**Task A:**
Answer these questions from the book reviews, one line each:
(i) Which real school inspired "The Nickel Boys," and in what state was it?
(ii) What are the names of Sita Shergill's three daughters?
(iii) What job does Rowan Caine take in "Turn of the Key"?
**Task B:**
Using the book reviews, explain in one to three sentences why a professor at the University of South Florida began an investigation of the Dozier school.

**Selected excerpt:**
===
Colson Whitehead’s “The Nickel Boys” is a story based on the real-life horrors that took place at the Arthur G. Dozier School for Boys in Florida. After years of reports of abuse, and after numerous students died at the school, a professor at the University of South Florida began an investigation. Since the investigation, many former students have come forward and several graves have been uncovered.
Whitehead’s novel focuses on an African American young man, named Elwood. Inspired by Rev. Martin Luther King Jr. and the civil rights movement, Elwood Curtis planned for college and a bright future, but ends up at the Nickel Academy. He sees it as a chance to put his political ideals into action. Those in charge see it as a reason to break him. Through Elwood’s eyes the reader experiences the horrors of the school, particularly the experience of African American young men, and how Elwood’s trauma at the school affects him long after he has left.
The widow Sita Shergill died of cancer before she could return to the Punjabi region of India. Her three British-born daughters — Rajmi, Jezmeen and Shirina — are tasked to take her ashes there. They meet to carry out their mother’s wishes in “The Unlikely Adventures of the Shergill Sisters” by Balli Kaur Jaswal. Each sister is dealing with her personal issues as she meets her sisters to fulfill their mother’s final request. As the sisters make the pilgrimage to the Golden Temple in Amritsar, Jaswal skillfully weaves the past and the present as the sisters come to grips with their own lives and their relationships with each other. A wonderful look at family that is funny, poignant and real.
Ruth Ware’s “Turn of the Key” is a straightforward and modernized take on Henry James’ “Turn of the Screw.” Ware, known for best-selling psychological thrillers such as “In a Dark, Dark, Wood,” continues to thrill in her latest novel. Rowan Caine takes a job as a nanny in what seems like an idyllic house and family. Soon it is revealed that a child is dead. The psychological journey that follows leaves the reader guessing as to what is real and what is not, and wondering if Rowan is teetering on madness. Ware masterfully creates a page-turner that will leave you scared to turn the lights out.
===
**Source information:**
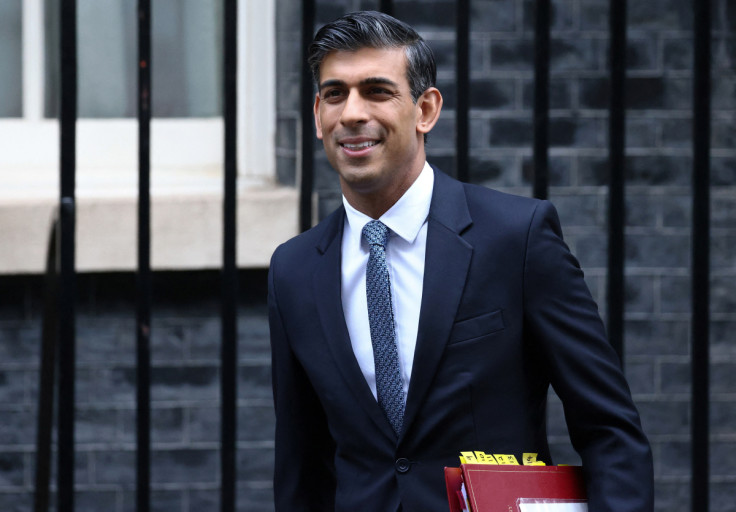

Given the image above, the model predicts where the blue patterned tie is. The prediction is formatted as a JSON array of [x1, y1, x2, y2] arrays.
[[363, 220, 405, 436]]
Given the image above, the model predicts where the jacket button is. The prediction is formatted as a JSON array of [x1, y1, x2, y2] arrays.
[[395, 457, 411, 473]]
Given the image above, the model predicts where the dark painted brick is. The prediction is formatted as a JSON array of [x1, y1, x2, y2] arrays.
[[711, 116, 736, 149], [549, 118, 606, 148], [626, 234, 690, 268], [624, 361, 656, 399], [236, 485, 274, 512], [710, 400, 736, 436], [521, 156, 572, 190], [490, 118, 534, 147], [470, 0, 518, 32], [654, 480, 692, 512], [710, 235, 736, 269], [237, 448, 274, 482], [660, 361, 692, 393], [151, 489, 184, 512], [711, 194, 736, 229], [709, 481, 736, 510], [624, 275, 654, 313], [628, 0, 693, 31], [662, 37, 693, 71], [469, 79, 516, 110], [427, 39, 457, 74], [0, 322, 41, 364], [0, 491, 33, 512], [662, 119, 693, 149], [522, 78, 573, 109], [0, 409, 37, 446], [710, 441, 736, 477], [710, 275, 736, 313], [151, 448, 220, 483], [75, 407, 118, 443], [74, 490, 119, 512], [394, 0, 456, 29], [470, 154, 520, 187], [0, 370, 27, 404], [151, 407, 184, 443], [577, 156, 610, 186], [710, 155, 736, 187], [638, 401, 690, 436], [626, 155, 692, 185], [580, 77, 691, 110], [710, 361, 736, 394], [563, 234, 608, 268], [711, 73, 736, 110], [0, 451, 25, 487], [151, 321, 187, 364], [238, 364, 273, 400], [238, 404, 276, 441], [77, 319, 135, 364], [491, 39, 534, 72], [188, 489, 217, 512], [625, 194, 661, 227], [523, 0, 575, 31], [81, 368, 136, 404], [624, 37, 659, 71], [626, 116, 660, 148], [662, 194, 693, 228], [660, 276, 691, 313], [625, 320, 690, 356], [551, 194, 605, 230], [710, 320, 736, 357], [151, 366, 220, 400], [94, 448, 136, 486], [187, 406, 217, 443], [550, 37, 605, 73], [654, 442, 692, 476]]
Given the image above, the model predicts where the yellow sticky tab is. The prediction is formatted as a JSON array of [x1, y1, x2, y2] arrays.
[[460, 452, 478, 464], [475, 451, 498, 464], [493, 453, 519, 466], [523, 453, 546, 466]]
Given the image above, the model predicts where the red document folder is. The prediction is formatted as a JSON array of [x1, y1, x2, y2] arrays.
[[445, 464, 585, 512]]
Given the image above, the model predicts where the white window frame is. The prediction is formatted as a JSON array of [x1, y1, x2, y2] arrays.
[[0, 0, 276, 198]]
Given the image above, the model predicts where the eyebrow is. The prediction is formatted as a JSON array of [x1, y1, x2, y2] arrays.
[[319, 76, 399, 91]]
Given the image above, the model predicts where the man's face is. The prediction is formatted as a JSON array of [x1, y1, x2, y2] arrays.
[[314, 48, 434, 203]]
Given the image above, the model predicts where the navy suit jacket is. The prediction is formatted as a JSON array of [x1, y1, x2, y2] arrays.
[[269, 169, 653, 512]]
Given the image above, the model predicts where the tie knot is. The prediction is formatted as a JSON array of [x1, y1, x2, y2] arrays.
[[363, 220, 389, 247]]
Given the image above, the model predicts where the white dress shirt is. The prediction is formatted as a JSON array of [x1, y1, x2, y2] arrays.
[[342, 162, 434, 397]]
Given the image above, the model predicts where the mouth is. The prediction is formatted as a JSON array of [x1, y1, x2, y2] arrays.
[[338, 140, 381, 157]]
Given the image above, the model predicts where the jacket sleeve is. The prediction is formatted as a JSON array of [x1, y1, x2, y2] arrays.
[[268, 247, 335, 512], [524, 201, 654, 512]]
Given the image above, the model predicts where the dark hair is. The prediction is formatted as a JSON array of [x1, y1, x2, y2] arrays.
[[308, 11, 437, 103]]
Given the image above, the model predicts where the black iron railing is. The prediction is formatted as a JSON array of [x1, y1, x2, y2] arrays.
[[35, 0, 711, 512]]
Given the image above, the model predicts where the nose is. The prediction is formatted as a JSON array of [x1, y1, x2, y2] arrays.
[[340, 90, 368, 126]]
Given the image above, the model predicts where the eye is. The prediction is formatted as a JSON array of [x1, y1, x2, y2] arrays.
[[322, 89, 343, 101]]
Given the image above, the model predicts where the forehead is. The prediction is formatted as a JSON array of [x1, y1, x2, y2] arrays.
[[319, 48, 408, 84]]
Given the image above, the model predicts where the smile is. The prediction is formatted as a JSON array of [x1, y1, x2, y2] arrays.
[[340, 140, 378, 151]]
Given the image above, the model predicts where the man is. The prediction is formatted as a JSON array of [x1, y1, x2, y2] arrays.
[[269, 12, 653, 512]]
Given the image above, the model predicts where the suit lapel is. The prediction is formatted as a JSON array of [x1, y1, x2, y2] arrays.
[[404, 169, 473, 442], [313, 208, 395, 439]]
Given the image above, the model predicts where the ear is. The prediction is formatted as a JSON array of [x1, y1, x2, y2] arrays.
[[314, 93, 322, 140], [417, 87, 442, 134]]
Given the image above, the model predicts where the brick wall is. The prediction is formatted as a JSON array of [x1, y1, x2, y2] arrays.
[[278, 0, 736, 511], [0, 0, 736, 512], [0, 270, 274, 512]]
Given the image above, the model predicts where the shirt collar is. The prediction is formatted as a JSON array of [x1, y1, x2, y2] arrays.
[[342, 162, 434, 243]]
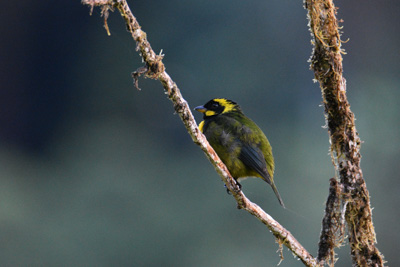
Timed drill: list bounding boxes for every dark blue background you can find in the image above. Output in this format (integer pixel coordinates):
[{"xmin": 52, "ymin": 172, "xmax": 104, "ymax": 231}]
[{"xmin": 0, "ymin": 0, "xmax": 400, "ymax": 266}]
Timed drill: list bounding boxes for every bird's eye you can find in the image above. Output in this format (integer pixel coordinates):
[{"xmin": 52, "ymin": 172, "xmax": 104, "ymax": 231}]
[{"xmin": 211, "ymin": 103, "xmax": 219, "ymax": 109}]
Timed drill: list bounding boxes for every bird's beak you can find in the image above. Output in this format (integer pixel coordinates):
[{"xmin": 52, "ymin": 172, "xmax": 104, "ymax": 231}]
[{"xmin": 194, "ymin": 106, "xmax": 207, "ymax": 113}]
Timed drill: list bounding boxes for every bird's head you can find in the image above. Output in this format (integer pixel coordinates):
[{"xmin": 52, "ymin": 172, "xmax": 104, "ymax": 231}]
[{"xmin": 194, "ymin": 98, "xmax": 241, "ymax": 119}]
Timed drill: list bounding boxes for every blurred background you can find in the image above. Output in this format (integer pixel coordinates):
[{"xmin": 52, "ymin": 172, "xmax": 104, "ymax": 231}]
[{"xmin": 0, "ymin": 0, "xmax": 400, "ymax": 266}]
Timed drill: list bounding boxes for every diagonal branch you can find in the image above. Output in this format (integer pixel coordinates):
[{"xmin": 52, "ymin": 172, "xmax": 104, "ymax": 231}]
[
  {"xmin": 82, "ymin": 0, "xmax": 316, "ymax": 266},
  {"xmin": 304, "ymin": 0, "xmax": 384, "ymax": 266}
]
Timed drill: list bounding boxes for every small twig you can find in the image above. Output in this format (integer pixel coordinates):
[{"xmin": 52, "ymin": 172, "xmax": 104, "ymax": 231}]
[{"xmin": 82, "ymin": 0, "xmax": 317, "ymax": 266}]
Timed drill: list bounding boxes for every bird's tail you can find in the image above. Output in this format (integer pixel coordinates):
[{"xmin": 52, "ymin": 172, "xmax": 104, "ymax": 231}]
[{"xmin": 271, "ymin": 182, "xmax": 286, "ymax": 209}]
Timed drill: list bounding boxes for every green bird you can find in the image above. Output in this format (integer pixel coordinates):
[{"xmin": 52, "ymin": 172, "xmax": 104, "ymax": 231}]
[{"xmin": 195, "ymin": 98, "xmax": 285, "ymax": 207}]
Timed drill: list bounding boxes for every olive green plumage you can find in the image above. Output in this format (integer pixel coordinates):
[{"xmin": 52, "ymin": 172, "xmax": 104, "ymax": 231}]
[{"xmin": 195, "ymin": 98, "xmax": 285, "ymax": 207}]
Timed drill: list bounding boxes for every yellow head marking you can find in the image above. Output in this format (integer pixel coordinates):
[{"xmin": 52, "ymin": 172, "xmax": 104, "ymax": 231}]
[
  {"xmin": 199, "ymin": 121, "xmax": 204, "ymax": 132},
  {"xmin": 213, "ymin": 98, "xmax": 238, "ymax": 114},
  {"xmin": 204, "ymin": 110, "xmax": 217, "ymax": 117}
]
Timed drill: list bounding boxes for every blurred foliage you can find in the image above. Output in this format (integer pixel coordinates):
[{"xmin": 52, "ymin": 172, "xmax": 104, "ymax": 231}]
[{"xmin": 0, "ymin": 0, "xmax": 400, "ymax": 266}]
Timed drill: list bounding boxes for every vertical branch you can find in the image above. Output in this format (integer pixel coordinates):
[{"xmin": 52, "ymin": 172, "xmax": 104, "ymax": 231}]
[
  {"xmin": 304, "ymin": 0, "xmax": 384, "ymax": 266},
  {"xmin": 317, "ymin": 178, "xmax": 344, "ymax": 266},
  {"xmin": 82, "ymin": 0, "xmax": 317, "ymax": 266}
]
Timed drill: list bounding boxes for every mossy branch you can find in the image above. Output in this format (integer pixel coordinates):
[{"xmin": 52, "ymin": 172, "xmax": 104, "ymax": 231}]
[
  {"xmin": 82, "ymin": 0, "xmax": 316, "ymax": 266},
  {"xmin": 304, "ymin": 0, "xmax": 384, "ymax": 266}
]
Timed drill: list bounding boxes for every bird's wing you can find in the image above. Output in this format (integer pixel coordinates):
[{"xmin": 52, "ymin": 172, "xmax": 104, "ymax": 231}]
[{"xmin": 239, "ymin": 144, "xmax": 271, "ymax": 184}]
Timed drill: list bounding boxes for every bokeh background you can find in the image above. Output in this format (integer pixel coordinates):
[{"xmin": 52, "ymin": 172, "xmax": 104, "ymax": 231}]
[{"xmin": 0, "ymin": 0, "xmax": 400, "ymax": 266}]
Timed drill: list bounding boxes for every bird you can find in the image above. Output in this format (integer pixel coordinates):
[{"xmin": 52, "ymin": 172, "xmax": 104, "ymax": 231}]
[{"xmin": 195, "ymin": 98, "xmax": 285, "ymax": 208}]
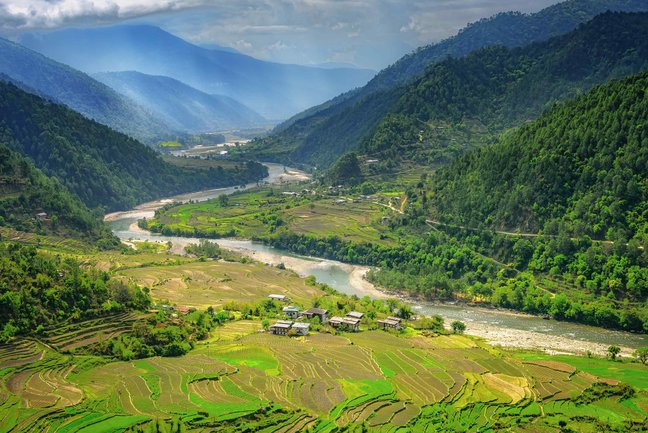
===
**Written solution A:**
(i) The Arthur G. Dozier School for Boys, in Florida.
(ii) Rajmi, Jezmeen and Shirina.
(iii) She takes a job as a nanny.

**Written solution B:**
The investigation began after years of reports of abuse at the school. Numerous students had also died there.